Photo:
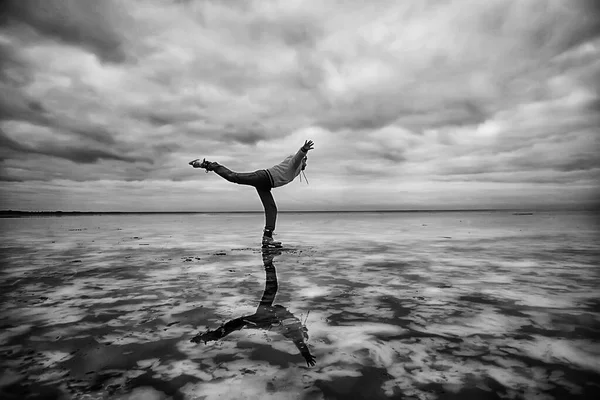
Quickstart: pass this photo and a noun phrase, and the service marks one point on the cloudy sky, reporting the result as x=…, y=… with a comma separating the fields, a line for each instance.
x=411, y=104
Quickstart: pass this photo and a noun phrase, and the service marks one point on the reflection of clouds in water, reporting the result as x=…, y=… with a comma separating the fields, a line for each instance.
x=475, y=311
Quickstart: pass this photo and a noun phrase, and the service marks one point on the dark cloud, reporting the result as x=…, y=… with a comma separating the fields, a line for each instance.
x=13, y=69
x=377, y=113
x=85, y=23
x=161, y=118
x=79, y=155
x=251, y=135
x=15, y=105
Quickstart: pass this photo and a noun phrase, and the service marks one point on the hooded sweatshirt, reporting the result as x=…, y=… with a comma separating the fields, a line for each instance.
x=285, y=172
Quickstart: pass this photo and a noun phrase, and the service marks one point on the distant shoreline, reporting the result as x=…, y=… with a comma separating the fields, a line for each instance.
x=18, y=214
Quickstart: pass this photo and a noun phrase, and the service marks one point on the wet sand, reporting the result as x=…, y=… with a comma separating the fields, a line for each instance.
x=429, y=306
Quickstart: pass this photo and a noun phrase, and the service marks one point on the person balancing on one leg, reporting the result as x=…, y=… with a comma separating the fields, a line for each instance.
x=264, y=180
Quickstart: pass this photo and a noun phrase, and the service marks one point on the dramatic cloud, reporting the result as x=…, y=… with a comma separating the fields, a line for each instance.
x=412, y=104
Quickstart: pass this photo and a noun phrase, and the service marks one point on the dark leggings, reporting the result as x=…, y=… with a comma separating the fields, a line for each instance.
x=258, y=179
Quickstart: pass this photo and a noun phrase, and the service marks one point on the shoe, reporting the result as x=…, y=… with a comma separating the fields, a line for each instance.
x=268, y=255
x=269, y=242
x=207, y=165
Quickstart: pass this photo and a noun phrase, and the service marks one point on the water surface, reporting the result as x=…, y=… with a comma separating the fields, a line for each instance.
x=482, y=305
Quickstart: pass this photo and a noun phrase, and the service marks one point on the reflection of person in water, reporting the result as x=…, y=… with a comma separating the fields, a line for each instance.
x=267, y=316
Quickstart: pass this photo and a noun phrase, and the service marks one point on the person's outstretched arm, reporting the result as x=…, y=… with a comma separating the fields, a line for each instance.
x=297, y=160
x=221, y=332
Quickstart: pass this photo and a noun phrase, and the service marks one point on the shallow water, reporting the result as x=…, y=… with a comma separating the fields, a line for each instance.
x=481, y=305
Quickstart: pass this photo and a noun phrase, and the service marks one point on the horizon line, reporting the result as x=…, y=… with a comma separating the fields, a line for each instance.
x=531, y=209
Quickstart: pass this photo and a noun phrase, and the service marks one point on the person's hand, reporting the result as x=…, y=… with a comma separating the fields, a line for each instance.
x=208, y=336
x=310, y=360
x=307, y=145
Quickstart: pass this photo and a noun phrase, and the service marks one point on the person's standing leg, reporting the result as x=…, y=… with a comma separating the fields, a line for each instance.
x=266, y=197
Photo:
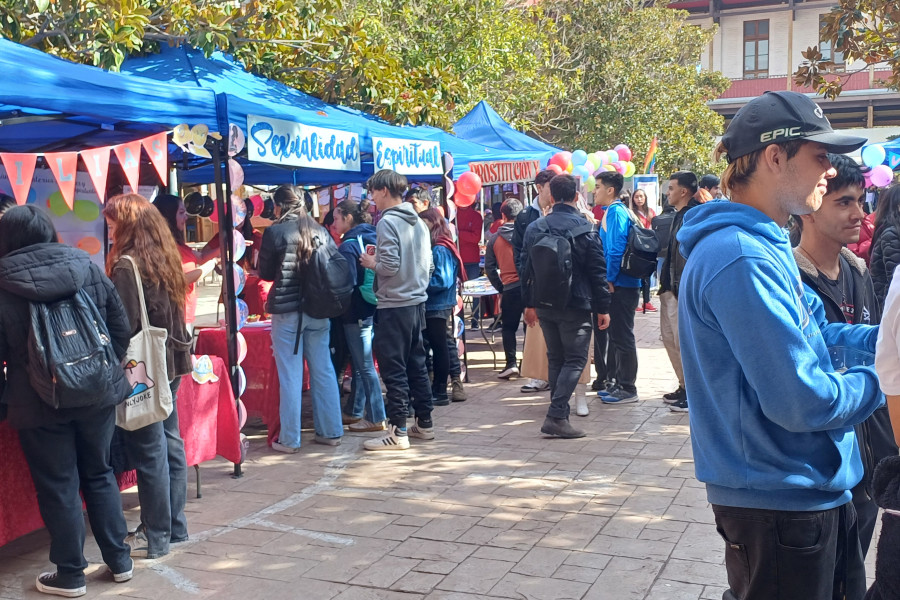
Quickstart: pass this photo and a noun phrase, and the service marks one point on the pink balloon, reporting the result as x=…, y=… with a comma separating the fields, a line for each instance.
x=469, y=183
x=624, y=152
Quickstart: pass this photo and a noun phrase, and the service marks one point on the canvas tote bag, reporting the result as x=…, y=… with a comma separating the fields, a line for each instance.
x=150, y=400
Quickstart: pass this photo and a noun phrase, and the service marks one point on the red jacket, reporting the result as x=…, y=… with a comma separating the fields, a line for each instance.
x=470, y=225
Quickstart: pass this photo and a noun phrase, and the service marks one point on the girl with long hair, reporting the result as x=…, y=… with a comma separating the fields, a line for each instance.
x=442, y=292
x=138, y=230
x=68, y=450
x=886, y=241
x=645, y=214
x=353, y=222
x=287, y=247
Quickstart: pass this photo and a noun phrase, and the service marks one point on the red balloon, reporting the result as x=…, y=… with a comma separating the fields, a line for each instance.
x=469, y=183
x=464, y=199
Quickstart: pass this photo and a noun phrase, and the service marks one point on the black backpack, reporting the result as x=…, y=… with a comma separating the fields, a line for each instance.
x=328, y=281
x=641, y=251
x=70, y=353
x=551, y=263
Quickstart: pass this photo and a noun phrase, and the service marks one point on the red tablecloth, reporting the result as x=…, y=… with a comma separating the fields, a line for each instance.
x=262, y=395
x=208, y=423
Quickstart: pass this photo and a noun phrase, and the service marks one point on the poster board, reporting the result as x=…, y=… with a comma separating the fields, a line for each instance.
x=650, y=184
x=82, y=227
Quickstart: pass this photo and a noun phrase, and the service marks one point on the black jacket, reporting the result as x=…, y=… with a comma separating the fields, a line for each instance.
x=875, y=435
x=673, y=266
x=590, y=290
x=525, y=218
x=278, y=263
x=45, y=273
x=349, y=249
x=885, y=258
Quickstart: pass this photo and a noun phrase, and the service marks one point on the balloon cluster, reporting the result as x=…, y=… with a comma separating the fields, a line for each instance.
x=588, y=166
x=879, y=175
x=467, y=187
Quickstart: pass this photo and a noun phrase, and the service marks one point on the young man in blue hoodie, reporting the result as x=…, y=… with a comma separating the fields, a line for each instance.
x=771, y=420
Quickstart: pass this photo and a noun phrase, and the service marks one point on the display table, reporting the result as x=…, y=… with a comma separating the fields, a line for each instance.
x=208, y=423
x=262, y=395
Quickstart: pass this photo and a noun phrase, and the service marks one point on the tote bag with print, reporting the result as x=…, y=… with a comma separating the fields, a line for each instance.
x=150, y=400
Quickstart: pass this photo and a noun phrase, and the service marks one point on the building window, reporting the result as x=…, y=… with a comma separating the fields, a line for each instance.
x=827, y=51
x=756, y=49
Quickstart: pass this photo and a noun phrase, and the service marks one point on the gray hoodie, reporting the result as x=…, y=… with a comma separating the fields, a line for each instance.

_____

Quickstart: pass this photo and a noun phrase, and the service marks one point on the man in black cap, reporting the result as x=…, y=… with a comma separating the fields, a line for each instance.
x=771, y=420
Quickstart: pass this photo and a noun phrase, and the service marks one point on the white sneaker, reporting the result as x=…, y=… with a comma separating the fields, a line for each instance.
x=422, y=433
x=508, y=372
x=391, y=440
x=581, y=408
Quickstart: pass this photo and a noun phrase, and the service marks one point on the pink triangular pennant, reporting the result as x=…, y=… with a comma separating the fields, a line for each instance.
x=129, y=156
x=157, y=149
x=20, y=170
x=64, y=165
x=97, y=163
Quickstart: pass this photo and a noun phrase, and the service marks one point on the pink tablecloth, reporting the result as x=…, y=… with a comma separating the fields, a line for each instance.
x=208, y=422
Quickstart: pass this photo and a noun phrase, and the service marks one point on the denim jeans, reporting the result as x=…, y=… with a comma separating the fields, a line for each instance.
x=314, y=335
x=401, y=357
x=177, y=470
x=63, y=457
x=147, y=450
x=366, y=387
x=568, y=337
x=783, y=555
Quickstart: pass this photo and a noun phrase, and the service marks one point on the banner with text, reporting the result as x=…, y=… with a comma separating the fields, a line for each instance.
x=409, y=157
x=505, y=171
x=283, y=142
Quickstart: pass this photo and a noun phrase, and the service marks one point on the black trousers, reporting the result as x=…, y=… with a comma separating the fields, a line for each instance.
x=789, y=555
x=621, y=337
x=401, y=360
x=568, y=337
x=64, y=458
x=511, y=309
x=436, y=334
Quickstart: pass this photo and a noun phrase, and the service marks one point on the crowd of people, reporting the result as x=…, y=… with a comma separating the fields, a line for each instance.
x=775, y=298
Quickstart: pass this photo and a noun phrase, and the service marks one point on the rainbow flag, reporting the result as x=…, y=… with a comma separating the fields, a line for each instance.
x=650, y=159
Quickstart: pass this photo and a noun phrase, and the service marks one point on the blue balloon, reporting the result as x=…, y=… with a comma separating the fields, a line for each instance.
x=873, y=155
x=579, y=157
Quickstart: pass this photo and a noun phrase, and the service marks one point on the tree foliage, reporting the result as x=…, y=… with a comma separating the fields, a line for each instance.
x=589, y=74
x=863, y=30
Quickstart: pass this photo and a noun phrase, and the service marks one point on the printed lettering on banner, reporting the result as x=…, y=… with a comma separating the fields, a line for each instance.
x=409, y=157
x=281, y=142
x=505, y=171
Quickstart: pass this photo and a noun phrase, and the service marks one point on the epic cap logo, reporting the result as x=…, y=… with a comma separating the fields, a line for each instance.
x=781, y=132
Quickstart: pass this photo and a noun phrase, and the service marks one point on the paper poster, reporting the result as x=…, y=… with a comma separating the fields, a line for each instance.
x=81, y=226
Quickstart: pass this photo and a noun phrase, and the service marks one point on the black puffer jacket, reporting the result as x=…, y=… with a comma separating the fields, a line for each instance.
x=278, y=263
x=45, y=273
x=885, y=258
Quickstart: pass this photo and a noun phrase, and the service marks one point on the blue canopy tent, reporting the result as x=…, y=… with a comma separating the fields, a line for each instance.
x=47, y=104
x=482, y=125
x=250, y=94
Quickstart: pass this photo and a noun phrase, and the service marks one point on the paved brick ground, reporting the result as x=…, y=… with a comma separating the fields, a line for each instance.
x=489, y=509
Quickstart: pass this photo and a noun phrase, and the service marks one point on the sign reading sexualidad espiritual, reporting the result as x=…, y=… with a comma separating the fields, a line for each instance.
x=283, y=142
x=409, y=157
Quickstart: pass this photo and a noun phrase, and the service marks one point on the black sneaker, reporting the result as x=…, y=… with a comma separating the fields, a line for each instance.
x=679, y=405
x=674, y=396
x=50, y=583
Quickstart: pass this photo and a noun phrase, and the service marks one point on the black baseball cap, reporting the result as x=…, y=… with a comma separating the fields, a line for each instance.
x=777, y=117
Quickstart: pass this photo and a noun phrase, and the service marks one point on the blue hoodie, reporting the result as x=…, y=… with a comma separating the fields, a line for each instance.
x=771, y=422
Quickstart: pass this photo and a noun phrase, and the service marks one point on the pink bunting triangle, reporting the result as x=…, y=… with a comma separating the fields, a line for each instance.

_____

◆ TASK
Copy out precisely the lines from the line with "the blue hoodie, reporting" to the line with "the pink bunting" in the material above, including those two lines and omitting all the rest.

◆ EXERCISE OUTPUT
Quickstart: pass this photo and a noun phrase, and the service marks one point on the blue hoodie, reporting the result as x=…, y=… with a comma separating the fields, a line for each instance.
x=771, y=422
Quickstart: pass this photo and a noun phrase, and the service marks one point on the pink bunting triangle, reporting the result as x=…, y=… with a comma separating the fields, a line for each instance.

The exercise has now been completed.